===== DATASET CONTENT =====

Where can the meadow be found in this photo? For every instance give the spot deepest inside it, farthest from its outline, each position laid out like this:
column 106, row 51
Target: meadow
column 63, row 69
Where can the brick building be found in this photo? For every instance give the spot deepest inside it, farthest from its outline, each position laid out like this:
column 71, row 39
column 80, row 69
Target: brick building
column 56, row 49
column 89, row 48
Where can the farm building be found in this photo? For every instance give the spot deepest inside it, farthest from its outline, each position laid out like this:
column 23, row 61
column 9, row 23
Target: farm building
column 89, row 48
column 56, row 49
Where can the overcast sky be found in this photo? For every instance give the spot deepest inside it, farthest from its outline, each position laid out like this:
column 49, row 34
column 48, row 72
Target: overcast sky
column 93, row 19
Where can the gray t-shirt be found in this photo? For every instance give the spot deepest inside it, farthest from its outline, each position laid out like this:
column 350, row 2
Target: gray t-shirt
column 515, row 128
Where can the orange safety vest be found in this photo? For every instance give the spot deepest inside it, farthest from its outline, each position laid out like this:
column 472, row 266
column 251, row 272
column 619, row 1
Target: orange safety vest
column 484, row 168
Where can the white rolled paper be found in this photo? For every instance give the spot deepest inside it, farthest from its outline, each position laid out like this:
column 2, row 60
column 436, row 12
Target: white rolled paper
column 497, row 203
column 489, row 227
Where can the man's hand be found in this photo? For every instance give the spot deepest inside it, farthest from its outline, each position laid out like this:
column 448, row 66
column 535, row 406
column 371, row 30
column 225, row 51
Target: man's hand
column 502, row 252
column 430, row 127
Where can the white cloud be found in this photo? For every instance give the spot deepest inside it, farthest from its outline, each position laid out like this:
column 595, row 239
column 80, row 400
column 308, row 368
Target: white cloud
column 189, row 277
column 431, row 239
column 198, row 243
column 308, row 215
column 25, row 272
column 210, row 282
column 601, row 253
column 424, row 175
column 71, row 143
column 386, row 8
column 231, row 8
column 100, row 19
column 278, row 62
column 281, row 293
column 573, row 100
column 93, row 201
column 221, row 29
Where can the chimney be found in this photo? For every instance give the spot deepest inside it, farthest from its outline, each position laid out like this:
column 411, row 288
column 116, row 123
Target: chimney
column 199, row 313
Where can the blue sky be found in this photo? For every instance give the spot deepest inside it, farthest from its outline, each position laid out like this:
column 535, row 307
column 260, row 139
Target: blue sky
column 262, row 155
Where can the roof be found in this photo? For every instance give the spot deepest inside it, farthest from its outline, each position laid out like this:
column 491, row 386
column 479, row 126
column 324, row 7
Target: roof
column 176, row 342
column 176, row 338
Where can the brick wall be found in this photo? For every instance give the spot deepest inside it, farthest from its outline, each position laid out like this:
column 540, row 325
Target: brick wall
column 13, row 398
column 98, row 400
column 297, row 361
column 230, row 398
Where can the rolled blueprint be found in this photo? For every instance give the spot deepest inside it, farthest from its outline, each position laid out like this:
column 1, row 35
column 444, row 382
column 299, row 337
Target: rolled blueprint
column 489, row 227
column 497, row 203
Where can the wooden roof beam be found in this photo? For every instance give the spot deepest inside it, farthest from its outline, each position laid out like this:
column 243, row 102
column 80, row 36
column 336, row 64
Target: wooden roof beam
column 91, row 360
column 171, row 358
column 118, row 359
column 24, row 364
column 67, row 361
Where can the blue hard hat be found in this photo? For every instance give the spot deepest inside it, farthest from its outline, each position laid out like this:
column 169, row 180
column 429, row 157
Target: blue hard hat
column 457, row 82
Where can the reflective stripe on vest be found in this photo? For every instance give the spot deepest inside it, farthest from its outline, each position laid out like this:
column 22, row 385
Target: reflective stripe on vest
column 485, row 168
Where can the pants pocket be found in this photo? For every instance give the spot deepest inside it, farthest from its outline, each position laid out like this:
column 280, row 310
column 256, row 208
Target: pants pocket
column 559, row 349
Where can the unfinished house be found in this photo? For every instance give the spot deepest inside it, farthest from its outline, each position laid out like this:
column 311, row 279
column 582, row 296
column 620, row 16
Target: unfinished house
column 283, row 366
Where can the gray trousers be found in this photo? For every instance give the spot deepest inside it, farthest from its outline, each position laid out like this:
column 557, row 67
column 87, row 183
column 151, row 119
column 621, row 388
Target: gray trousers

=====

TASK DIRECTIONS >>
Your output must be an exact copy of every entry.

RESPONSE TO THIS TASK >>
Where can the meadow be found in this photo? For every instance give the spot deepest inside it, farthest from its outline, each position laid out like this:
column 106, row 51
Target: meadow
column 63, row 69
Where can the brick building be found in this photo? For every instance give the spot deepest inside it, farthest from its outline, each position laid out like this:
column 71, row 39
column 80, row 69
Target: brick building
column 56, row 49
column 89, row 48
Where can the farm building be found in this photo? For every instance give the spot deepest inside it, farthest from its outline, each position laid out like this:
column 23, row 61
column 9, row 23
Target: farm building
column 89, row 48
column 56, row 49
Where can the overcast sky be found in this photo? For every instance give the spot deepest inside it, farthest from its outline, each position laid out like this:
column 49, row 34
column 48, row 72
Target: overcast sky
column 93, row 19
Where can the gray t-shirt be found in this photo? For every instance give the spot deepest inside it, farthest from its outline, each position laid out like this:
column 350, row 2
Target: gray t-shirt
column 515, row 128
Where can the orange safety vest be found in this photo? For every instance give the spot deepest inside it, farthest from its outline, each position laid out like this:
column 472, row 266
column 251, row 272
column 619, row 1
Target: orange safety vest
column 484, row 168
Where can the white rolled paper be found in this photo? For every instance give the spot deepest inside it, farthest from its outline, each position laid out like this:
column 2, row 60
column 436, row 12
Target: white rolled paper
column 497, row 203
column 489, row 227
Where can the man's hand be found in this photo? For every instance give the spot deepest inside it, farthest from its outline, each position laid out like this:
column 448, row 66
column 535, row 406
column 371, row 30
column 225, row 51
Target: man's hand
column 502, row 252
column 430, row 127
Where can the white cloud be found in this photo? For every instance give the spot deepest inside it, farthest from its outline, each position laid out like this:
column 595, row 239
column 80, row 400
column 308, row 368
Target: white cloud
column 189, row 277
column 431, row 239
column 198, row 243
column 308, row 215
column 25, row 272
column 210, row 282
column 601, row 253
column 424, row 175
column 71, row 143
column 386, row 8
column 231, row 8
column 100, row 19
column 278, row 62
column 281, row 293
column 573, row 100
column 93, row 201
column 221, row 29
Where can the chimney be found in this photo? For every instance give the spot deepest inside it, farthest from its outline, each position laid out like this:
column 411, row 288
column 116, row 123
Target: chimney
column 199, row 313
Where can the blue sky be found in this photo? For every instance give the spot deepest inside it, farthest from its outline, each position laid out like this:
column 535, row 307
column 260, row 139
Target: blue sky
column 262, row 155
Where can the roof be found in this photo? For every instance give the spot deepest inside it, farthest from its outline, each position laid out like this:
column 491, row 386
column 479, row 126
column 324, row 7
Target: roof
column 176, row 342
column 176, row 338
Where can the brick wall be found in this photo? For every instance give the spot deepest inside it, farthest from its outline, each position laid out like this:
column 540, row 325
Target: brick wall
column 13, row 398
column 98, row 400
column 297, row 361
column 230, row 398
Where can the rolled blueprint be found in this photo? For every instance give the spot deepest inside it, farthest from its outline, each position laid out like this:
column 1, row 35
column 444, row 382
column 299, row 337
Target: rolled blueprint
column 489, row 227
column 497, row 203
Where can the wooden roof beam be found in this photo? For every instance give the spot deepest inside it, farthest from its outline, each position laid out like this:
column 243, row 102
column 80, row 36
column 336, row 64
Target: wooden roof beam
column 91, row 360
column 171, row 358
column 118, row 359
column 24, row 364
column 67, row 361
Where can the blue hard hat be found in this photo? For every instance give the spot deepest inside it, farthest from its outline, each position laid out like this:
column 169, row 180
column 429, row 157
Target: blue hard hat
column 457, row 82
Where can the reflective stripe on vest be found in this photo? For every instance give the spot deepest inside it, farthest from its outline, each position laid out like this:
column 22, row 385
Target: reflective stripe on vest
column 485, row 168
Where can the pants pocket be found in this photo? For every instance give the spot deepest inside it, farthest from its outline, each position laid out like this:
column 280, row 310
column 256, row 208
Target: pants pocket
column 559, row 349
Where can the unfinished house be found in this photo? For every instance give the spot deepest inside it, farthest from its outline, each position laid out like this:
column 311, row 279
column 582, row 296
column 620, row 16
Target: unfinished house
column 283, row 366
Where can the gray trousers be found in this photo? For every instance give the spot deepest inside it, farthest from its outline, each position laid out like this:
column 557, row 67
column 87, row 183
column 151, row 119
column 621, row 388
Target: gray trousers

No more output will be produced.